Selected text:
"""

I sat in the car, my blood pressure rising by degrees each time the car seemed to sink deeper in the Missouri mud beneath.  The kids squirmed restlessly in their seats.  I couldn’t blame them.  I was squirming in mine.  I wanted to turn the car around and abandon the search we were on.  It was wet and cold and time for lunch.  I
had a sinking feeling in the pit of my stomach.
 
I dreaded the proximity we were in the elusive historical marker that told the story of the massacre that still haunted my dreams.  We were on our annual pilgrimage to the counties in the north to visit the sites that told the story of our faith.  Here we were stuck in the mud after following the directions of the elderly missionary couple at Adam ondi Ahman.  We’d followed the spider web of back country roads to finally view the marker for the Haun’s Mill Massacre.
 
I’d wanted to see the site since I was a teenager when I had first heard of the heinous act perpetrated by the Missouri Militia.  A surprise attack had sent the residents of the small Mormon settlement scattering for safety.  The women and most of the children headed across the frigid waters of Shoal Creek.  The men and a few boys stayed behind, many seeking refuge in the small blacksmith shop.  The militia continued the assault for the space of an hour, eventually shooting the men and boys through the walls of the blacksmith shop like fish in a barrel.
 
It made my heart sick to think of the terror that must have cut through those men, especially the little boys.  I cringed when I thought of the women in the creek.  Their hearts must have stopped beating each time they heard another rifle report.  When I first read the details of the massacre, I pictured them, mothers, wives, sisters, crouched on the damp grounds, desperately clinging to the little ones.  I saw them searching for safety in the chilly October wind, fighting against cold and panic with each shot fired.
 
The small settlement on the Missouri prairie played out in my mind like the quaint streets of Nauvoo where we took our family to visit the tourist shops depicting life in the early days of the Church.  I still had the ring made from a nail in the blacksmith shop.  It was that scene that I wrestled with in my mind, images of men on horseback, point guns and firing past log homes, fresh wash strung on the line, small toys left by tiny hands grabbed in a moment’s desperation.
 
Part of me wanted to see the marker as if to finally behold proof that the people of my home state, my people, could have attacked the people of my faith with such vengeance.  I knew the history, had shaken the hand with the governor who had finally rescinded the infamous Extermination Order in 1976.  It used to strike me as odd that I was actually born to an LDS mother just a couple of years prior to the removal of the order.
I got out of the car and pretended to offer help to free the terribly stuck tires.  Really, I just needed air.  It was fall and the colors on the trees had begun their dramatic transformation from green to the warm colors of fall.  Golds, yellows, and deep reds painted a landscape across the Missouri forests, often belying the crisp temperatures outside.  I didn’t care if it was cold.  I hated looking at the colors through glass.  I’ve always had this funny notion that I had to see the world with my own eyes.  I want nothing to stand between me and the real view.

"""

Challenge 1: According to the Haun's Mill essay, where did the women and most of the children go when the militia attacked?
Challenge 2: Please copy out everything in the Haun's Mill essay from "I got out of" down to "the real view.", word for word.

Excerpted records:
"""

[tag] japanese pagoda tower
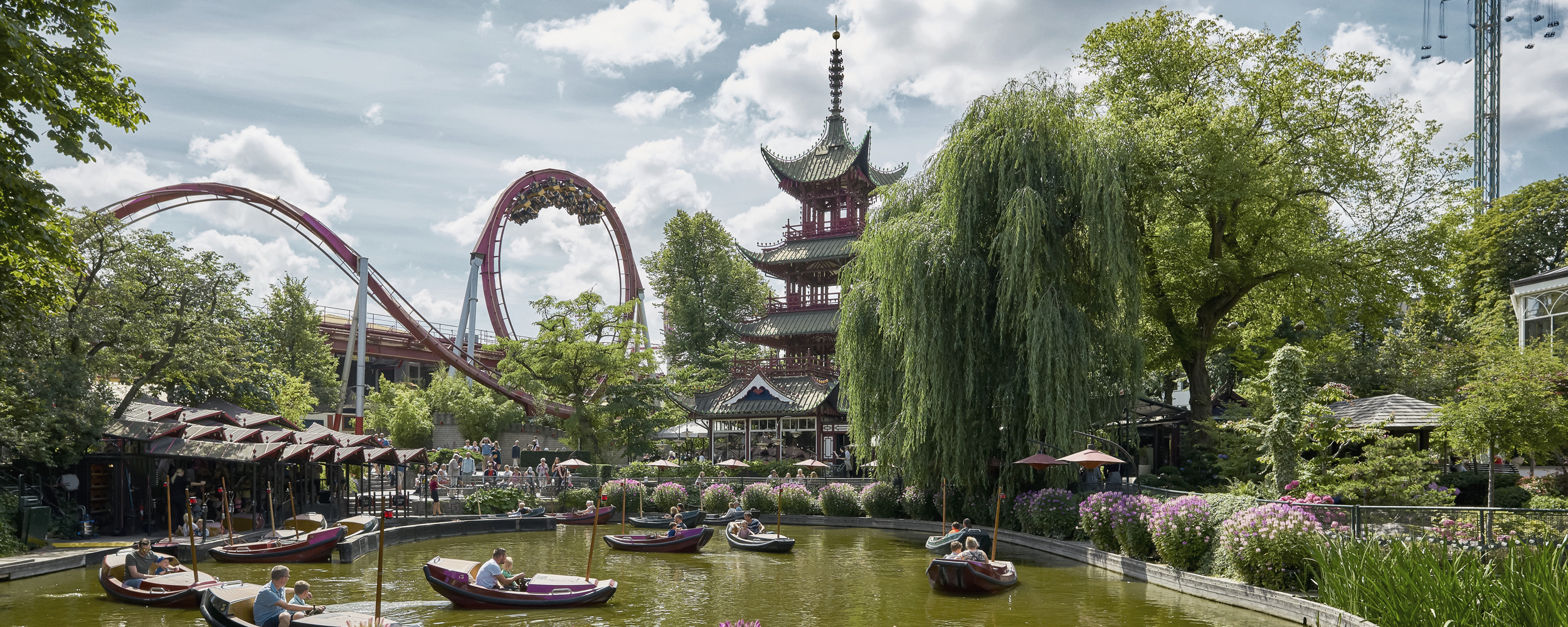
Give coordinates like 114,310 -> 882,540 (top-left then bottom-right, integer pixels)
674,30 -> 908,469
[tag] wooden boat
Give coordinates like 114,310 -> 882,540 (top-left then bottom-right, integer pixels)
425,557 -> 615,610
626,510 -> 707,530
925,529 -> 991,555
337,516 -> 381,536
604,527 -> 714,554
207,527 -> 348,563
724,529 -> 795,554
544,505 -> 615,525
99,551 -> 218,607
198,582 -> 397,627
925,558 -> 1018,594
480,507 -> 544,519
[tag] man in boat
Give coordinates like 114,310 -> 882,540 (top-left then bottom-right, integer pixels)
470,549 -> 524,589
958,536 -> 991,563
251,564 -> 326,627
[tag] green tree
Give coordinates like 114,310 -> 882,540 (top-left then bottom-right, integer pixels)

"""

Complete output 1: Across the frigid waters of Shoal Creek.

Complete output 2:
I got out of the car and pretended to offer help to free the terribly stuck tires.  Really, I just needed air.  It was fall and the colors on the trees had begun their dramatic transformation from green to the warm colors of fall.  Golds, yellows, and deep reds painted a landscape across the Missouri forests, often belying the crisp temperatures outside.  I didn’t care if it was cold.  I hated looking at the colors through glass.  I’ve always had this funny notion that I had to see the world with my own eyes.  I want nothing to stand between me and the real view.